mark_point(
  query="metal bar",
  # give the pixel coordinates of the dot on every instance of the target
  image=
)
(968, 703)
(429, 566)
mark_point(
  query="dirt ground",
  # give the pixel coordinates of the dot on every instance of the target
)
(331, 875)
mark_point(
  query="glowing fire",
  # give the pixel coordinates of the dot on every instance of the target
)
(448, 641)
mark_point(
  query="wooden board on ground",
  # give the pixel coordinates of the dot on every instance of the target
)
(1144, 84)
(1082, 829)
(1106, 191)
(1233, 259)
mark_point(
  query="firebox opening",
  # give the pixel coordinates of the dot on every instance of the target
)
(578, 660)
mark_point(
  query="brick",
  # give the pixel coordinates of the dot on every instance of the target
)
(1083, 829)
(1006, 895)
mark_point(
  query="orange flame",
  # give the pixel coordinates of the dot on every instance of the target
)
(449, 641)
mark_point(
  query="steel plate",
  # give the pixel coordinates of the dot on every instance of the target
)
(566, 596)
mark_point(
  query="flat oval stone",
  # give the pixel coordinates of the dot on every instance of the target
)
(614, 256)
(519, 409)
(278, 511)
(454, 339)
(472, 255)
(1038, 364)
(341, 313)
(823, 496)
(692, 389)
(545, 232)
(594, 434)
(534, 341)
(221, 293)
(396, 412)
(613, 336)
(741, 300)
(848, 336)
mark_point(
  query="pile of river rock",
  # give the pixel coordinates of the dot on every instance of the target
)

◆ **TASK DESCRIPTION**: Every record above is to be copied exactly.

◆ **SOLUTION**:
mark_point(
  query="metal bar",
  # give the pixel coordinates of the dot on every instance of the target
  image=
)
(968, 703)
(429, 566)
mark_point(
  query="dirt ground",
  # give the pixel coordinates of the dot on every instance of the target
)
(331, 875)
mark_point(
  query="glowing fire",
  # give the pixel coordinates of the dot on every instance of the target
)
(448, 641)
mark_point(
  query="wooden board on ground",
  # give the pixel coordinates of the dot on every instance of the target
)
(1144, 84)
(1082, 829)
(1106, 191)
(1233, 259)
mark_point(
  query="firebox opening",
  # give the pixel coordinates of the dot on every instance of the target
)
(578, 660)
mark_point(
  query="brick",
  # give the pixel coordinates of the dot on every instance of the target
)
(1083, 829)
(1006, 895)
mark_point(
  query="orange flame",
  # give the pixel coordinates of the dot on every instance of the target
)
(449, 641)
mark_point(
  query="steel plate",
  # give the pixel coordinates of the dot on every instance of the target
)
(566, 596)
mark_point(
  query="flat oval stone",
  # give the pixel coordinates of the dot on every instance of the target
)
(614, 256)
(519, 409)
(278, 511)
(454, 339)
(472, 255)
(1038, 364)
(341, 313)
(823, 496)
(692, 389)
(545, 232)
(594, 434)
(534, 341)
(221, 293)
(396, 412)
(613, 336)
(741, 300)
(848, 336)
mark_point(
  query="pile of river rock",
  # give the pixel coordinates of the dot on every instance of the target
)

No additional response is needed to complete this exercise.